Start of Data for this exercise

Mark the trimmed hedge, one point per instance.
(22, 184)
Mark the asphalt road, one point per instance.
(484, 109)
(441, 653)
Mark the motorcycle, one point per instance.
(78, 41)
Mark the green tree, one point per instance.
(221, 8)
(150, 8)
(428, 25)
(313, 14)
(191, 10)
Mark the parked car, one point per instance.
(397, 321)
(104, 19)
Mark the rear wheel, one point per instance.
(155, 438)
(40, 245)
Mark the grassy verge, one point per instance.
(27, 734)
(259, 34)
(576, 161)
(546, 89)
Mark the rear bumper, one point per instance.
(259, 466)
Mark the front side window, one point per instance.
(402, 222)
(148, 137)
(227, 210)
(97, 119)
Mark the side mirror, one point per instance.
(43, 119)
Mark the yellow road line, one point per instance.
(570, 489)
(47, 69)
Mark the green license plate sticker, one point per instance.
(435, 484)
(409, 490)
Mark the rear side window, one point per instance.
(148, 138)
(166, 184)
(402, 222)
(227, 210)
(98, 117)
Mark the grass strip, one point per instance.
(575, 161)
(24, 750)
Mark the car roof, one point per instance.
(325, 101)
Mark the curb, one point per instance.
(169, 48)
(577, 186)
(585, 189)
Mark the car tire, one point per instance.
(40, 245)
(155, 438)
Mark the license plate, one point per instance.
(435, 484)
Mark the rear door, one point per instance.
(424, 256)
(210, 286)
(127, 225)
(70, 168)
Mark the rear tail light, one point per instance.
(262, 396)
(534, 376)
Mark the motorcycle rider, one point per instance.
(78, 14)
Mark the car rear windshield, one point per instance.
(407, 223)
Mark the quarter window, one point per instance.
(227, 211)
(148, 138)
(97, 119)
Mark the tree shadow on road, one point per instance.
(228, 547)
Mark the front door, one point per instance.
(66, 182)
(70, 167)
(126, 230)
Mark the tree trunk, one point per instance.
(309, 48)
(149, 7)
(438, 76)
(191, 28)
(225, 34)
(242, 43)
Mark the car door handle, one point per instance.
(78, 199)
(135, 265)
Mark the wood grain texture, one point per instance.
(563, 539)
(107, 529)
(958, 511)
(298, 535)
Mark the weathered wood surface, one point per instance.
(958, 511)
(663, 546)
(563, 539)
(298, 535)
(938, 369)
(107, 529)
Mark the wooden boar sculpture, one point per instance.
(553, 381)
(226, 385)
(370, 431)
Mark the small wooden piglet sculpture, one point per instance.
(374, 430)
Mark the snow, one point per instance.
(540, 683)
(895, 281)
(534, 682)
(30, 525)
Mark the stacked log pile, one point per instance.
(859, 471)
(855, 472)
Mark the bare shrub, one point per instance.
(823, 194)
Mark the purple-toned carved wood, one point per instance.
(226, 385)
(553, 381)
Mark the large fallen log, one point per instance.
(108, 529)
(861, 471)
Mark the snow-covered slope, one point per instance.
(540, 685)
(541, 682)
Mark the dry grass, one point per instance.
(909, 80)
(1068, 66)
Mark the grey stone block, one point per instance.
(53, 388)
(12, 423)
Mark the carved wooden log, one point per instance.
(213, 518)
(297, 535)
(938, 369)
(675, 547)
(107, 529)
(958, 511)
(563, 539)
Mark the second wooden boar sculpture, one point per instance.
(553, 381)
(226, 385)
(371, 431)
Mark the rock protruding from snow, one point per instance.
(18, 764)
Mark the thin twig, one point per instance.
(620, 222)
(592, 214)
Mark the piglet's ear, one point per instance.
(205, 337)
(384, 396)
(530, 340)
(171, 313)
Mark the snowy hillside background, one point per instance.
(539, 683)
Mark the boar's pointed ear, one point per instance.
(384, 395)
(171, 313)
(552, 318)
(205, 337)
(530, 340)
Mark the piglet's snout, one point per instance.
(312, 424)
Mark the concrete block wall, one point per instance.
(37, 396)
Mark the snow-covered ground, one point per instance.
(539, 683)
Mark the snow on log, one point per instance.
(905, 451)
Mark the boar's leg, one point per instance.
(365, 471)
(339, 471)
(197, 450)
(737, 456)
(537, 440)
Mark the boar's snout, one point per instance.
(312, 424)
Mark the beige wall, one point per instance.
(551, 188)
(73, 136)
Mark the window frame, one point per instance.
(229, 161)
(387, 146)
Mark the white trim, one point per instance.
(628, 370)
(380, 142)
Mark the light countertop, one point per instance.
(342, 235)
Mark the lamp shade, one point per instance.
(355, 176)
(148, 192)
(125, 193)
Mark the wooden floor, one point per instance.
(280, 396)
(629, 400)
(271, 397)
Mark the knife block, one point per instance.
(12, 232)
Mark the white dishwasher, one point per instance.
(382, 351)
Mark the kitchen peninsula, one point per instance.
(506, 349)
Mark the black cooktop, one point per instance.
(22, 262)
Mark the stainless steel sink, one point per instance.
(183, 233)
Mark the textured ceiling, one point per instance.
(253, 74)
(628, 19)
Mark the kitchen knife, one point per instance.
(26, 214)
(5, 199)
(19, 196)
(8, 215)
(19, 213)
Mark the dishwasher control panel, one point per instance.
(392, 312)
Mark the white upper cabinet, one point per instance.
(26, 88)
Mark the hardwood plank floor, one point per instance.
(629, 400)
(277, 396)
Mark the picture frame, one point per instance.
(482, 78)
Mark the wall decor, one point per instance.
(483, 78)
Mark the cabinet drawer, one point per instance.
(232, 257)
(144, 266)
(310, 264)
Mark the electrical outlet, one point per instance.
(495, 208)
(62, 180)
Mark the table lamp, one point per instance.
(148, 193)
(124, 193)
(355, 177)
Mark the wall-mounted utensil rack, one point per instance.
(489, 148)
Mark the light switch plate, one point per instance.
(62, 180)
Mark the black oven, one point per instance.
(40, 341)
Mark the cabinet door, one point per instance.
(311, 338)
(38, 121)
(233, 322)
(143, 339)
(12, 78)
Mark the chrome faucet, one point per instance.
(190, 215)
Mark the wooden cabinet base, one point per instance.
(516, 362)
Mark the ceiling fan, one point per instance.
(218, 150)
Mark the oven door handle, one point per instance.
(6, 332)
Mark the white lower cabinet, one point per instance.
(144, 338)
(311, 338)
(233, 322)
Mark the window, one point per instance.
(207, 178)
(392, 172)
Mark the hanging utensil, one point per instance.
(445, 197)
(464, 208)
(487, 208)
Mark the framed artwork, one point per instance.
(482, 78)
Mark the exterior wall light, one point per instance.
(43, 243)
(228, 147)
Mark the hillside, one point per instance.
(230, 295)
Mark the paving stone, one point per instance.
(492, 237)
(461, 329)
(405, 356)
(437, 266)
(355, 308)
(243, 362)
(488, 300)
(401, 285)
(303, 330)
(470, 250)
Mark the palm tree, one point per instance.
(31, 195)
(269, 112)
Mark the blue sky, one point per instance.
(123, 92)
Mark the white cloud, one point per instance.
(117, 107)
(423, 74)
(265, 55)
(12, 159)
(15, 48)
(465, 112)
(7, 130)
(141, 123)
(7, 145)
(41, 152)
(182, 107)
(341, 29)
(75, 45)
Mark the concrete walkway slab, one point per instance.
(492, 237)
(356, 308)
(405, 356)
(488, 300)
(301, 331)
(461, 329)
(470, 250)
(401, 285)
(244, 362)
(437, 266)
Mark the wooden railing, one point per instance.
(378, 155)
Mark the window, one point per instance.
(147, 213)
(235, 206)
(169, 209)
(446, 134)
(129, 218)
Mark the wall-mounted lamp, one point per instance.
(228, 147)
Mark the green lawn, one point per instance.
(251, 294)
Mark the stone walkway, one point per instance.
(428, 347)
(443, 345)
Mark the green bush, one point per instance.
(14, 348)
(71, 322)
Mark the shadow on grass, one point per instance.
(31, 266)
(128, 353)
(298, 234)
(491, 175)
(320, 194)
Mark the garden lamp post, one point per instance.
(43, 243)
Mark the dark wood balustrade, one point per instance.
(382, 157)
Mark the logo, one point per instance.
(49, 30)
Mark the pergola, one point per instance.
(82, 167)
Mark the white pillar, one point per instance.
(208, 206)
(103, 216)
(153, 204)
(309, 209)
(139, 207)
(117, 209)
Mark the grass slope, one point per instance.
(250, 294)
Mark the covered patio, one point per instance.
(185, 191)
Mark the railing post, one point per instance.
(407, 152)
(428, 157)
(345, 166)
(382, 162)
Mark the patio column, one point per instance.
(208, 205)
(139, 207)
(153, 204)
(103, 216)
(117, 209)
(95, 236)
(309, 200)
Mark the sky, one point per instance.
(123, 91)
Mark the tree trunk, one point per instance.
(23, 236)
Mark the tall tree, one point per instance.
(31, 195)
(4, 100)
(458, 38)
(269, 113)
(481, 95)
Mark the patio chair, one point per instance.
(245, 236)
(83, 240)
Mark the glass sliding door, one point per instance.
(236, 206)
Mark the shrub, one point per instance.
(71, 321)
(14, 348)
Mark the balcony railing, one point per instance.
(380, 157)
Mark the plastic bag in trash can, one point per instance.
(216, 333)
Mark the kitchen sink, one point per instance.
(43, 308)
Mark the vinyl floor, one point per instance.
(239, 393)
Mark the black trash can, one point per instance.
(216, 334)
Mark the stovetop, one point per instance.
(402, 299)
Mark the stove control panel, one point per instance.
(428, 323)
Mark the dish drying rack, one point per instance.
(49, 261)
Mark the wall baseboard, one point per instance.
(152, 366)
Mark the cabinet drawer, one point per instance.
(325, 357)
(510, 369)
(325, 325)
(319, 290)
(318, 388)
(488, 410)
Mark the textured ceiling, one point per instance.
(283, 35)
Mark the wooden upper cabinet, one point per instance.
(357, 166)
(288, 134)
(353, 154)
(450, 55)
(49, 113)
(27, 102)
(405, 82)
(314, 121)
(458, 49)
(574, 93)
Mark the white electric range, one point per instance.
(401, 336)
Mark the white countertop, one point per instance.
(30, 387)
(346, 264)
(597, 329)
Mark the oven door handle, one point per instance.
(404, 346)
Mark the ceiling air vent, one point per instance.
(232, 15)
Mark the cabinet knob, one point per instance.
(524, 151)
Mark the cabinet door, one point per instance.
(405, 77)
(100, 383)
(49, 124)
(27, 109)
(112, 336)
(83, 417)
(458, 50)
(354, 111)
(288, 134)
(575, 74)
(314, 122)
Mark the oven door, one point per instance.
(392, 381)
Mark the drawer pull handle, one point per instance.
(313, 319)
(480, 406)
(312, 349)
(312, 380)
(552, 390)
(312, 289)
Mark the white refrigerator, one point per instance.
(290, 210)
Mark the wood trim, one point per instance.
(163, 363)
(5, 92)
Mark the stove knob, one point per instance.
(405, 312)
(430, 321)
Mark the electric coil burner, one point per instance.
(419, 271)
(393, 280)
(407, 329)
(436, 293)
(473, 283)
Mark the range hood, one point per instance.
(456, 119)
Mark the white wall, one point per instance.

End of Data for this exercise

** To be done **
Copy verbatim the lines of the listing above from the line containing "Mark the range hood, one point per instance." through the final line of the listing, both included.

** Task response **
Mark the range hood, one point per instance.
(456, 119)
Mark the white wall, one point per instance.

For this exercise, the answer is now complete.